Data:

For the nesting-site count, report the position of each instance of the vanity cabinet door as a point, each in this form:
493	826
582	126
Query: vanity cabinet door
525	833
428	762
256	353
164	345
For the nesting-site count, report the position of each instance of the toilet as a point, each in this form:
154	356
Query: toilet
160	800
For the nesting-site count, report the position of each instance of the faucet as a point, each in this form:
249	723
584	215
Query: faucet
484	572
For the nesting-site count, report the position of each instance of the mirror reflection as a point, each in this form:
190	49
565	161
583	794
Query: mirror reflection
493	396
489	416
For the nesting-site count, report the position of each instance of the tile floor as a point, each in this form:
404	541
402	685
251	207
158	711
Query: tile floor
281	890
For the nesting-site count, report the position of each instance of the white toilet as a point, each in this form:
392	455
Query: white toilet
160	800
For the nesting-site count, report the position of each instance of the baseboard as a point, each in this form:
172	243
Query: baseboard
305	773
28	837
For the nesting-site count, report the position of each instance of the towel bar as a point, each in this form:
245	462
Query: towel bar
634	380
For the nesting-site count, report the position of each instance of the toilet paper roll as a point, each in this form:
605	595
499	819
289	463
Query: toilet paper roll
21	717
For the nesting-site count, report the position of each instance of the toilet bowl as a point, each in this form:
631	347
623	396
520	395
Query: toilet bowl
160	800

Given problem:
Nothing should be left out: return all of the records exactly.

Correct response:
For the nesting-site count, report the position of each instance of the vanity cabinet door as a point, each in this form:
493	826
582	126
Query: vanity cabinet door
525	833
428	762
256	353
164	345
For the nesting-site count, report the position of each instance of the toilet as a point, each in this form:
154	356
Query: toilet
160	800
For the nesting-site count, report the position of each instance of the faucet as a point, each in this form:
249	723
584	215
Query: faucet
484	572
For the nesting-site count, report the position of each instance of the mirror reflection as a point, each in this form:
190	49
565	161
583	794
Query: mirror reflection
493	396
489	416
For the nesting-site count, report the position of each instance of the tile floor as a point, each in this form:
404	541
402	685
251	207
158	711
Query: tile floor
281	890
For the nesting-site count, report the position of each instance of the white toilet as a point, each in this form:
392	455
Query: white toilet
160	800
For the nesting-site count, report the position of each instance of the baseboard as a point, each in this form:
172	243
Query: baseboard
305	773
28	837
For the nesting-site count, report the position of each instance of the towel bar as a point, each in this form:
245	462
Query: towel bar
634	380
For the nesting-site count, report the position of each instance of the toilet paper roll as a point, each in this form:
605	595
499	819
289	463
Query: toilet paper roll
21	717
For the nesting-site count, report the position of each instance of the toilet bowl as a point, each in this form:
631	347
623	396
520	395
Query: toilet bowl
160	800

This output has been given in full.